__What you are asked to do__
Set out the data below as a numbered list with each line as its own entry, skipping any blank lines. Leave the pictures out.

__Records for the task__
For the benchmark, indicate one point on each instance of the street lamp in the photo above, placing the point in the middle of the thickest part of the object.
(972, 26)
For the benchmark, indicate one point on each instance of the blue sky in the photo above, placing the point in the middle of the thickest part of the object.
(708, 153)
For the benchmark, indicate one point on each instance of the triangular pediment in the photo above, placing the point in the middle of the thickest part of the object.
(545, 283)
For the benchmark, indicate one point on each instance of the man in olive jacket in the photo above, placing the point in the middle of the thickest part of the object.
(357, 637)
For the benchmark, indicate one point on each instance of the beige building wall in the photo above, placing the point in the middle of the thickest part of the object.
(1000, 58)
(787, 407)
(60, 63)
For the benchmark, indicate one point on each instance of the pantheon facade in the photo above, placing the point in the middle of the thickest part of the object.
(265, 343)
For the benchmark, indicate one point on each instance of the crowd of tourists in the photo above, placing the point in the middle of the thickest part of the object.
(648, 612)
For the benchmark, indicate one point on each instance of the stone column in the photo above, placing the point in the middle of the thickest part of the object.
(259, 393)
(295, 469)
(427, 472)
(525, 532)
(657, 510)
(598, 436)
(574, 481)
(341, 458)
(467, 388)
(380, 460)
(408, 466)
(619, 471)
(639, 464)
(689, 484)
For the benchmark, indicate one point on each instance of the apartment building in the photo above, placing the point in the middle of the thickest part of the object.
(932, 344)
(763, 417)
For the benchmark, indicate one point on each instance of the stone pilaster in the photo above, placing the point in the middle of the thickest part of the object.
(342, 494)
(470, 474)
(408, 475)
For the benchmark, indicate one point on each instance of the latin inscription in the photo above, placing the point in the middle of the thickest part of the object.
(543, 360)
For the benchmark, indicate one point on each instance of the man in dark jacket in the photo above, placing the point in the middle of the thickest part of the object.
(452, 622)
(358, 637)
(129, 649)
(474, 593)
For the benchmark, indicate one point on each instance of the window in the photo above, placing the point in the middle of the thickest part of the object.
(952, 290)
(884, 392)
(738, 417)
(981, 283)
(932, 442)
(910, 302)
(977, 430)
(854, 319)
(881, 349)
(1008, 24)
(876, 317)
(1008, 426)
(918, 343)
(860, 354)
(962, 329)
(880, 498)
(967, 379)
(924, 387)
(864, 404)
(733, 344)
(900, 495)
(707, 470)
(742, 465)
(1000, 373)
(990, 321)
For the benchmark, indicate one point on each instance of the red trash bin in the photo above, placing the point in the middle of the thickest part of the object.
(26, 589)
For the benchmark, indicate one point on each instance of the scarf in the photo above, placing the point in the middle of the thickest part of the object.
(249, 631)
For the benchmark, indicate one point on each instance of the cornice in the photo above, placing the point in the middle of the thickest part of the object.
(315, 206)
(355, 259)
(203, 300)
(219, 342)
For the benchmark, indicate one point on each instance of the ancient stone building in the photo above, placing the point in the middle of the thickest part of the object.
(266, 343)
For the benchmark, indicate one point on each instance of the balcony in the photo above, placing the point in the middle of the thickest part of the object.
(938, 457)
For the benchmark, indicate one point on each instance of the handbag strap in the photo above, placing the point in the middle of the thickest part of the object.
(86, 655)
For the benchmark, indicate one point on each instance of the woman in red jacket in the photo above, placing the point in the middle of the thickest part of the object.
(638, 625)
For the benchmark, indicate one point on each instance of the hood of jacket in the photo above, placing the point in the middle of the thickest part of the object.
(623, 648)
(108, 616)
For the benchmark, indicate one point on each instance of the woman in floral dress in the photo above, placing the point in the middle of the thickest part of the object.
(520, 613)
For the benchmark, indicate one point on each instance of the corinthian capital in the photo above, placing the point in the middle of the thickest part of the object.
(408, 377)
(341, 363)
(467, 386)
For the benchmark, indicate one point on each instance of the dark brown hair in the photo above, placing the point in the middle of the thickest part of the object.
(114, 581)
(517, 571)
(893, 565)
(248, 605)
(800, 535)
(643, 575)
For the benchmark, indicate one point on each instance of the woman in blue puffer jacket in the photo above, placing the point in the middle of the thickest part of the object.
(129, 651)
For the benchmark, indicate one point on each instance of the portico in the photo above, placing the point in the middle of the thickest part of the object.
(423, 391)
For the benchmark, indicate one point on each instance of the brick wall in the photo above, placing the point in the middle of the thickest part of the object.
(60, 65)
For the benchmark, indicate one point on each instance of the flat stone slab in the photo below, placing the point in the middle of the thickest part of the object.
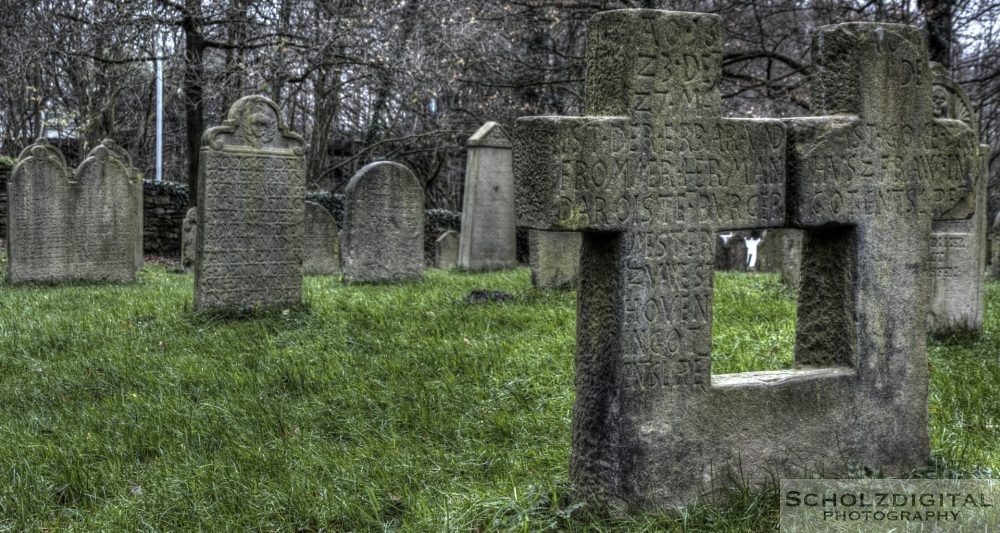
(250, 217)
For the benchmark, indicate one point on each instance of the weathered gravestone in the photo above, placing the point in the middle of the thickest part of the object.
(83, 225)
(554, 258)
(488, 238)
(321, 248)
(958, 247)
(251, 189)
(653, 174)
(383, 225)
(189, 239)
(446, 249)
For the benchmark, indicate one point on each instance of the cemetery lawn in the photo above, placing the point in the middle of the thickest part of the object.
(369, 408)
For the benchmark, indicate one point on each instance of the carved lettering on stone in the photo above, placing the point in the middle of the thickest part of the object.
(251, 211)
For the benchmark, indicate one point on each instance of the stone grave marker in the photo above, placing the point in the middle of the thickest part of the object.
(958, 247)
(731, 251)
(653, 173)
(251, 188)
(321, 248)
(446, 249)
(488, 237)
(383, 225)
(189, 239)
(554, 258)
(65, 225)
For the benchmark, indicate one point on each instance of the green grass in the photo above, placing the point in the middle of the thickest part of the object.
(369, 408)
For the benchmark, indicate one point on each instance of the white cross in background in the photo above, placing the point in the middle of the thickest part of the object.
(752, 244)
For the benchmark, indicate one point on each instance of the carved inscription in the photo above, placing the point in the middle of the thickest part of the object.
(252, 245)
(73, 226)
(925, 177)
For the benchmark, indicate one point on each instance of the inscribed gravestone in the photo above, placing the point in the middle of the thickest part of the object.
(650, 177)
(82, 225)
(958, 247)
(446, 249)
(554, 257)
(488, 238)
(384, 225)
(251, 188)
(321, 248)
(189, 239)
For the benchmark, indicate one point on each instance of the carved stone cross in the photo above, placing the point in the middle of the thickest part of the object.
(653, 173)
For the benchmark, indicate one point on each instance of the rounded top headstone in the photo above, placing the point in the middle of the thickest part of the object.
(489, 135)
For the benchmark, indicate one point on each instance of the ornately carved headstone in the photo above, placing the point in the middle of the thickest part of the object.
(189, 239)
(251, 191)
(488, 238)
(82, 225)
(383, 225)
(958, 247)
(321, 248)
(650, 177)
(554, 258)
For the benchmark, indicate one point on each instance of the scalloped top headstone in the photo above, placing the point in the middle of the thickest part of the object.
(250, 216)
(65, 225)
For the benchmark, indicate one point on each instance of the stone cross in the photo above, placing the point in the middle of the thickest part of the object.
(321, 245)
(554, 258)
(251, 191)
(74, 225)
(650, 176)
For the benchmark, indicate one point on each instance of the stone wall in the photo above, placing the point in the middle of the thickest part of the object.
(164, 205)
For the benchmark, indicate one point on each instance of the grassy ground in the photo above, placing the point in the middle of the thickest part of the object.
(370, 408)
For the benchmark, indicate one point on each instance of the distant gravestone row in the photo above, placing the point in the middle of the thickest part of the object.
(653, 173)
(66, 225)
(958, 246)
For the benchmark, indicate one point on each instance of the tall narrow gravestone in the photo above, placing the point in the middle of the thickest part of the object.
(958, 247)
(251, 189)
(383, 225)
(488, 239)
(321, 246)
(82, 225)
(650, 177)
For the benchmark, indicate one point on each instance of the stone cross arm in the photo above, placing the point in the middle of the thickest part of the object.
(608, 173)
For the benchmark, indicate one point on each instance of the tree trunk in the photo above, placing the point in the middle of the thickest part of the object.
(194, 106)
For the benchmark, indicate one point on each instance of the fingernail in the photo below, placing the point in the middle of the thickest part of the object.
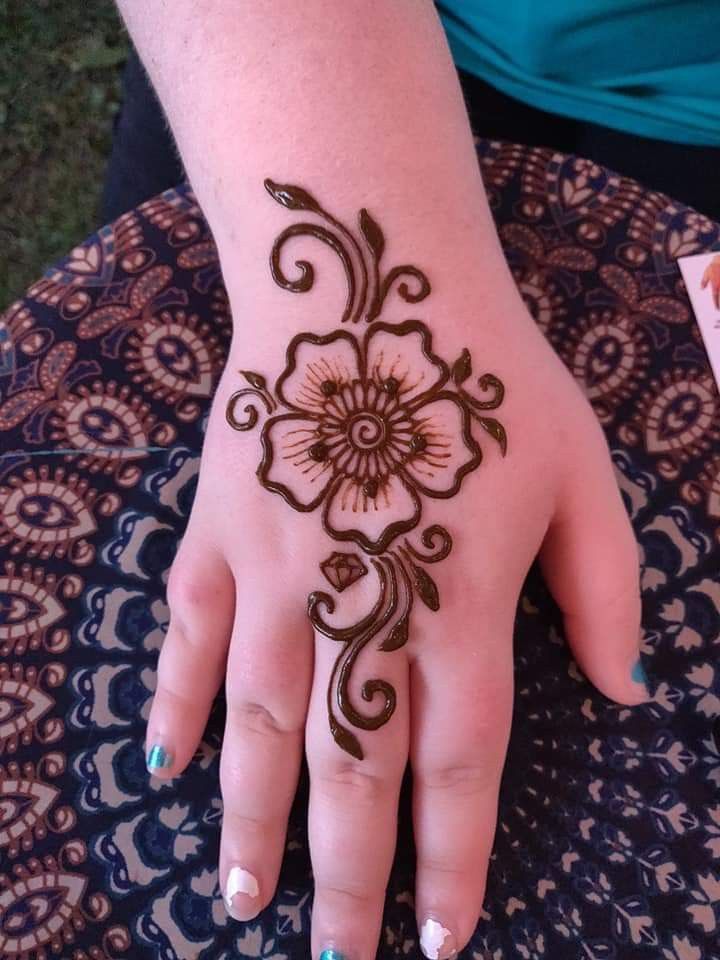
(239, 885)
(638, 673)
(158, 758)
(436, 941)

__Written solution__
1. For the benchmark, indicate one point on each instance of the street lamp in the photo above, placing the point in the middle of the thickest part of the object.
2. (972, 26)
3. For the benchmark, indicate one point on each instance of the blue sky in the photo above, placing the point in the middle of the thickest part of the object.
4. (708, 153)
5. For the benchmark, indicate one point on each instance of the triangular pediment in the photo above, placing the point in the middle of the thickest part of the object.
6. (545, 283)
7. For the benchmark, indicate one point on each instance of the man in olive jacket in the photo above, placing the point in the middle of the thickest part of the object.
8. (357, 637)
9. For the benchmark, indicate one point on each instance of the beige building wall in the photo above, placing the point in the middle of the thickest part of the object.
10. (1000, 58)
11. (787, 407)
12. (60, 63)
13. For the benchmark, indicate one point on each instance of the pantheon facade in the photo above, placing the point in the middle of the thickest part of the object.
14. (265, 343)
15. For the benchmark, indicate one point on each instance of the crowd of tourists in the photo above, placing the point in the middle of the thickest part of the object.
16. (648, 612)
17. For the benchmark, indicate one point on each instance of the stone column in the photo above, placing the point in the middle of the thickest part of the object.
18. (259, 393)
19. (295, 469)
20. (427, 472)
21. (525, 532)
22. (657, 510)
23. (598, 436)
24. (574, 481)
25. (341, 458)
26. (467, 388)
27. (380, 460)
28. (408, 466)
29. (619, 471)
30. (639, 464)
31. (689, 484)
32. For the benchmark, indicate one point on each instance of the apartment building in the photo above, placing the point in the middle of the thickest part of the object.
33. (932, 344)
34. (763, 417)
35. For the benchmark, indicate one point on each instance of the stone pilaster in the photo above, placing the point in the middle of the thickest part of the object.
36. (342, 494)
37. (470, 474)
38. (408, 475)
39. For the benchmark, indicate one point on each instance of the latin inscription in the photo above, placing the point in the middle of the thickest part of the object.
40. (543, 360)
41. For the benchmark, indicate one point on each instance of the man in dark jacket in the photo above, placing the point in the middle of the thickest part of the object.
42. (452, 622)
43. (358, 637)
44. (129, 649)
45. (474, 593)
46. For the benchmark, indicate one point on each instance of the window in the photo above, placing the point in the middle of the thickest part of the object.
47. (952, 290)
48. (884, 392)
49. (738, 417)
50. (981, 283)
51. (932, 442)
52. (910, 302)
53. (977, 430)
54. (854, 319)
55. (881, 349)
56. (1008, 24)
57. (876, 317)
58. (1008, 426)
59. (918, 343)
60. (860, 354)
61. (962, 329)
62. (880, 498)
63. (967, 379)
64. (924, 387)
65. (864, 404)
66. (733, 344)
67. (900, 495)
68. (707, 470)
69. (742, 465)
70. (1000, 373)
71. (990, 321)
72. For the benchmark, indicate one point on each instance of the red trash bin in the photo above, placing the point in the middle of the thickest part of the object.
73. (26, 589)
74. For the benchmark, indicate one point on each instance of the scarf in the photo above, placing the point in the middle of the thickest part of the object.
75. (249, 631)
76. For the benchmark, indicate one point on each instance of the cornice in the photo above, placing the point in the middle of the thickest part of the object.
77. (315, 206)
78. (355, 259)
79. (203, 300)
80. (219, 342)
81. For the benchmark, indicate one point on each instance of the ancient stone building in the photo above, placing the point in the middle of the thickest part of the object.
82. (266, 343)
83. For the benchmark, indicate one point on each instance of the balcony in the photo above, placing the point in the middle of the thickest part of the object.
84. (938, 457)
85. For the benchmark, indicate one point on each instance of the handbag strap in the photo above, placing the point in the middle of the thickest part of the object.
86. (86, 655)
87. For the benchmark, indicate one point on each instance of the woman in red jacket in the photo above, placing the point in the middle of the thickest part of the object.
88. (638, 625)
89. For the benchmark, indicate one point on each instance of the hood of jacket in the photo above, placing the point in the middle of the thickest part of the object.
90. (623, 648)
91. (108, 616)
92. For the benchmark, indicate one point on each instance of the woman in floral dress in the photo above, placing the point in the middle of the thickest part of the object.
93. (520, 613)
94. For the benchmark, indicate one point on each instance of the corinthian capital in the photo above, placing the point in the middle of the thickest part of the object.
95. (408, 377)
96. (341, 363)
97. (467, 386)
98. For the benchmark, indicate one point on each instance of the dark brown hair in the photo above, placing the point in the middle of the thickest part of the object.
99. (114, 581)
100. (517, 571)
101. (893, 565)
102. (248, 605)
103. (800, 535)
104. (643, 575)
105. For the benchmark, indicate one point on each instance of the woman in blue puffer jacket in the photo above, placing the point in the middle of the thickest part of the object.
106. (129, 651)
107. For the benchmark, indicate one point on each instance of the portico in the photo above, placing the point in the middle of the thickest part of the object.
108. (423, 391)
109. For the benchmark, indicate one point on each instance of the brick wall in the photo above, placing the point in the middle of the thickest part of the object.
110. (60, 65)
111. For the benchmark, indicate one point on each instance of the flat stone slab in the photo below, placing the point in the middle of the thickest part of the object.
112. (250, 217)
113. For the benchmark, indicate one point on each instance of the weathered gravestone in the photo above, placing the point in the middle of the thickest part of the object.
114. (83, 225)
115. (554, 258)
116. (488, 238)
117. (321, 248)
118. (958, 247)
119. (251, 189)
120. (653, 174)
121. (383, 225)
122. (189, 239)
123. (446, 249)
124. For the benchmark, indicate one point on each instance of the cemetery lawn in the photo above, placing the point in the middle of the thickest part of the object.
125. (369, 408)
126. For the benchmark, indicate one point on each instance of the carved lettering on stone in the photo above, placing the point in the middle of the thickest part of the object.
127. (251, 211)
128. For the benchmark, indicate one point on each instance of the stone grave marker in the photo above, placing the point in the middle of the thickest part of the object.
129. (958, 247)
130. (731, 251)
131. (653, 173)
132. (251, 188)
133. (321, 248)
134. (446, 249)
135. (488, 237)
136. (383, 225)
137. (189, 239)
138. (554, 258)
139. (65, 225)
140. For the benchmark, indicate one point on each instance of the green grass in the photo above, placing the point in the middle of the thickest part of the object.
141. (369, 408)
142. For the benchmark, indicate one point on each instance of the white cross in background in the photo above, placing the point in the middle of the thickest part of the object.
143. (752, 244)
144. For the benchmark, indicate one point on each instance of the carved inscription in the photo above, placing the point in the middle of the thickest part of the object.
145. (252, 245)
146. (73, 226)
147. (925, 177)
148. For the benchmark, indicate one point on each instance of the inscribed gravestone in the photo above, placing the point in the middle of the thickest part of the object.
149. (650, 177)
150. (82, 225)
151. (958, 247)
152. (446, 249)
153. (554, 257)
154. (488, 238)
155. (384, 225)
156. (251, 188)
157. (321, 248)
158. (189, 239)
159. For the benchmark, indicate one point on each instance of the carved stone cross in the photo above, placing the point in the middle of the thickest part of the object.
160. (653, 173)
161. For the benchmark, indicate one point on each instance of the rounded top headstone in the photo above, placing the point in the middle of the thickest part of the object.
162. (489, 135)
163. For the benchmark, indicate one point on each instance of the ornately carved headstone in the photo above, placing the point in the middle of the thickest part of the object.
164. (189, 239)
165. (251, 191)
166. (488, 238)
167. (82, 225)
168. (383, 225)
169. (958, 247)
170. (321, 248)
171. (650, 177)
172. (554, 258)
173. For the benchmark, indicate one point on each instance of the scalloped top headstone in the photo above, placing the point in the middle of the thickest part of the object.
174. (250, 216)
175. (65, 225)
176. For the benchmark, indicate one point on each instance of the stone cross in the photo above, placing the point in the middle of the thickest part of the object.
177. (321, 245)
178. (554, 258)
179. (251, 191)
180. (74, 225)
181. (650, 176)
182. For the benchmark, indicate one point on each instance of the stone wall in the photo above, placing the point in the middle of the thickest part of the object.
183. (164, 205)
184. For the benchmark, indicate one point on each instance of the grassy ground in the photo above, placing the point in the middle of the thickest part of the object.
185. (370, 408)
186. For the benchmark, indicate one point on each instance of the distant gravestone row in the photo above, placing the point in the middle of the thickest part of the object.
187. (653, 173)
188. (66, 225)
189. (958, 246)
190. For the benchmark, indicate one point on each instance of the tall narrow gravestone in the photo above, placing the point in the middle of the thickest part of the object.
191. (958, 247)
192. (251, 189)
193. (383, 225)
194. (488, 239)
195. (321, 246)
196. (82, 225)
197. (650, 177)
198. For the benchmark, indicate one point on each instance of the stone cross arm in the photo above, placing the point in the middle of the thickest part of the object.
199. (608, 173)
200. For the benchmark, indicate one point on each instance of the tree trunk in the photo above, placing the point in the middle of the thickest part of the object.
201. (194, 106)
202. For the benchmark, indicate one point on each instance of the fingernail in the photo below, placing the point in the middle of the thickest part of the object.
203. (239, 885)
204. (638, 673)
205. (158, 758)
206. (436, 941)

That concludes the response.